Problem requirements →
Quote the data below in full, please, without altering anything.

Point labeling examples
• • • • • • •
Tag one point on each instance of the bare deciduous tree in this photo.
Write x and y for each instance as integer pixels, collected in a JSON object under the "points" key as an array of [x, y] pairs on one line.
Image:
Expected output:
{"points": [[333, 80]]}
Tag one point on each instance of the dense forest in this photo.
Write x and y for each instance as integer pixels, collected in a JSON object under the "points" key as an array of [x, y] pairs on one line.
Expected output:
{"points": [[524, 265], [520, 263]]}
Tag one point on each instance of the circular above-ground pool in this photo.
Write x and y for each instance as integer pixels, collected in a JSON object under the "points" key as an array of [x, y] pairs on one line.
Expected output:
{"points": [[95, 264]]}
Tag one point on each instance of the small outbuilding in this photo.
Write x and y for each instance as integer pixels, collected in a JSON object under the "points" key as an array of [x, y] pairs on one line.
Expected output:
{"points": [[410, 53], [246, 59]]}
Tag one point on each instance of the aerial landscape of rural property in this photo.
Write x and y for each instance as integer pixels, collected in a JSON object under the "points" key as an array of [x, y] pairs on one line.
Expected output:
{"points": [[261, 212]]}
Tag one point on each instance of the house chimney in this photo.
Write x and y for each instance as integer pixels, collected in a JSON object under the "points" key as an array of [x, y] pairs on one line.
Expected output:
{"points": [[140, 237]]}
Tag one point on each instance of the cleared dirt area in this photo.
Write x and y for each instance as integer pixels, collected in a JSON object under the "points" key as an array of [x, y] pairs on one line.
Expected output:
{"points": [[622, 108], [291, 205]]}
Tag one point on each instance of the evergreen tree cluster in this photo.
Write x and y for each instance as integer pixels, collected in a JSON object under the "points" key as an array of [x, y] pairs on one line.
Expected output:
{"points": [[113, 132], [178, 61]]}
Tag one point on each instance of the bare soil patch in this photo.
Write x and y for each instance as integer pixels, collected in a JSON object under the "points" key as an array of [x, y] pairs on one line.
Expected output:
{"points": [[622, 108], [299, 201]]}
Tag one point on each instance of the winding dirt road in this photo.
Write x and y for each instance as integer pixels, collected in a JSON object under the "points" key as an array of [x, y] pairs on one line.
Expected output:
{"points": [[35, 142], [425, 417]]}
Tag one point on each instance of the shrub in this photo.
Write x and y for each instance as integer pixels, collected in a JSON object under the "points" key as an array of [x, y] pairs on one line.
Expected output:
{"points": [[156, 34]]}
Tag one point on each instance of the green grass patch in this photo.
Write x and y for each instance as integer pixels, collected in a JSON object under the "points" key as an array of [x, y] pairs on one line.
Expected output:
• • • • • • •
Written answer →
Tag one point on each instance of the bare deciduous tree in this photo.
Write x and y for each instance as integer pixels, collected in a JSON object under the "points" key as an array of [x, y] pairs on one line.
Image:
Expected output:
{"points": [[333, 80]]}
Tag one point on each instance of the dense forest in this photo.
Write x and y for each instance as integer pixels, collected in a JSON object under the "points" key as an array of [x, y] pairs on one line.
Expected output:
{"points": [[524, 265], [520, 263]]}
Tag one point on each instance of the circular above-ground pool in this photo.
Write x and y for each instance as integer pixels, collected in a JSON object under the "points" key as an array of [x, y] pairs on one line.
Expected output:
{"points": [[95, 264]]}
Tag one point on each instance of the small outbuilding in this photo.
Write x and y for each instance as integer pixels, collected in a JSON object under the "points" key as an array of [x, y] pairs on one line.
Expected output:
{"points": [[410, 53], [246, 59]]}
Tag one point on each instance of the aerial landscape of rural property in this photo.
Write x and y for each instance as integer pixels, collected in a JSON object under the "points" key as an array of [x, y] pairs on one line.
Expected output:
{"points": [[261, 212]]}
Tag one point on each instance of the house chimney in this photo.
Write x and y for each instance as integer pixels, collected in a JSON object under the "points" key as an array of [x, y] pairs on one line.
Expected output:
{"points": [[140, 237]]}
Tag one point on each instance of the cleared dirt area in this photo.
Write x and y for each instance as integer pixels, collected in a JSON object under the "points" key as an array of [x, y] pairs on one line.
Expected output:
{"points": [[622, 108], [291, 205]]}
Tag one point on each instance of the evergreen tree cluster in this photo.
Write x and y for each instance as integer pixels, collected in a JSON object under the "points" key as an array of [x, y] pairs on one line.
Expected output:
{"points": [[113, 132], [178, 61]]}
Tag one point on each instance of the bare soil patch in this photo.
Write x and y for each instance as integer pixels, collected in a JSON object under the "points" key as an array of [x, y] pairs on one line.
Expected output:
{"points": [[622, 108], [299, 201]]}
Tag one point on each instance of the winding dirt road in this photo.
Write x and y for each instance as integer pixels, collected in a JSON object under the "points" key as an array of [x, y] pairs on one line.
Expected output:
{"points": [[35, 142], [425, 417]]}
Tag one point on each instance of the shrub in this photo.
Write x and y for each instance as integer pixels, collected in a JSON object under the "points" key as an array of [x, y] pairs on one line.
Expected output:
{"points": [[156, 34]]}
Tag one point on each instance of the green grass patch in this photo.
Write x and y for each instance as integer pixels, collected in a JSON object under the "points" key as an array of [x, y] pairs on one line.
Expected output:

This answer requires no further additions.